__YOUR OBJECTIVE__. Retype every one of the entries below word for word, keeping each line in its original order.

(Dataset rows)
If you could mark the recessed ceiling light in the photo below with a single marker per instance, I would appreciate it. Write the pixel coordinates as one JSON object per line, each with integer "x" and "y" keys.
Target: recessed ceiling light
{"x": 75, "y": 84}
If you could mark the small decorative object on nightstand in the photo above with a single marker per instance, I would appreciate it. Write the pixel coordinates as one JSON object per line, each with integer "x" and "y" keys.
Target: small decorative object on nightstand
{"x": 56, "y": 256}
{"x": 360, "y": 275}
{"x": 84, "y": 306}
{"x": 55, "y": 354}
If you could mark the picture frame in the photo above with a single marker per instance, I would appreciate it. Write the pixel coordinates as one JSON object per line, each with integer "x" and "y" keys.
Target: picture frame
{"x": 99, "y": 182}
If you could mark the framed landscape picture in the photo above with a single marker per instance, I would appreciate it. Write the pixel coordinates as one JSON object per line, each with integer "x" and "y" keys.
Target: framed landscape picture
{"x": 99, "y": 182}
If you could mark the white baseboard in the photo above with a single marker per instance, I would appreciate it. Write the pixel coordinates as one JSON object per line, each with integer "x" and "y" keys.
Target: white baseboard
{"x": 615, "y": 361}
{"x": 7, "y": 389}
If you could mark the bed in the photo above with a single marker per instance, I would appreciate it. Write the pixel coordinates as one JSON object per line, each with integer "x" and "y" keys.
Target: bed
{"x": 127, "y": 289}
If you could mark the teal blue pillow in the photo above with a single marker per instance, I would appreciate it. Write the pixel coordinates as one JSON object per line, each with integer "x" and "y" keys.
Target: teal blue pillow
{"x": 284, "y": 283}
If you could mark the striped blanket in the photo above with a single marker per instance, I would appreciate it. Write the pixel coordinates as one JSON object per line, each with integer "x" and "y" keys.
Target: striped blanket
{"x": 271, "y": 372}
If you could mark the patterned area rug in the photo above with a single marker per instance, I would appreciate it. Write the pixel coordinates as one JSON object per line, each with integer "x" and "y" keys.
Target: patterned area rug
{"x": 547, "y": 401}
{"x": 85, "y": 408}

__ANSWER FOR THE TASK__.
If you could mark the recessed ceiling light in the photo below with a single marker per instance, I would appreciate it. Write the pixel coordinates as one JSON object per line, each with integer "x" and "y" keys.
Target: recessed ceiling light
{"x": 75, "y": 84}
If you could mark the small decorative object on nightstand in the photo above with a single marker per instance, I would appreciate it. Write the pixel coordinates as one JSON object per line, each with integer "x" and "y" keys.
Target: small decorative object on nightstand
{"x": 56, "y": 256}
{"x": 360, "y": 275}
{"x": 84, "y": 306}
{"x": 55, "y": 354}
If you could mark the picture frame in the photo above with a single marker per instance, I would appreciate it. Write the pixel coordinates as one JSON object per line, each with integer "x" and "y" keys.
Target: picture frame
{"x": 99, "y": 182}
If you could mark the framed landscape picture in the photo above with a single marker per instance, I would appreciate it. Write the pixel coordinates as one JSON object per line, each with integer "x" and "y" keys.
Target: framed landscape picture
{"x": 99, "y": 182}
If you could mark the white baseboard in the photo above with a single marker per instance, I would appreciate it. Write the pixel coordinates as one JSON object per line, each with integer "x" and "y" keys.
Target: white baseboard
{"x": 615, "y": 361}
{"x": 7, "y": 389}
If you could mark the bed in the photo above with a single marker per instance, I would appreciate it. Write the pixel coordinates as one JSON object per line, each with integer "x" and "y" keys.
Target: bed
{"x": 127, "y": 289}
If you could mark the teal blue pillow in the photo above with a single marker per instance, I would appreciate it. Write the pixel coordinates as one JSON object per line, each with integer "x" and "y" keys.
Target: teal blue pillow
{"x": 284, "y": 283}
If you could mark the striped blanket in the photo above with a single marker per instance, I would appreciate it. Write the pixel coordinates as one JSON object per line, each with integer "x" and "y" keys.
Target: striped blanket
{"x": 271, "y": 372}
If you could mark the patterned area rug in the photo above with a single marker per instance, I would appreciate it. Write the pixel coordinates as one JSON object per line, each with integer "x" and "y" keys.
Target: patterned area rug
{"x": 547, "y": 401}
{"x": 85, "y": 408}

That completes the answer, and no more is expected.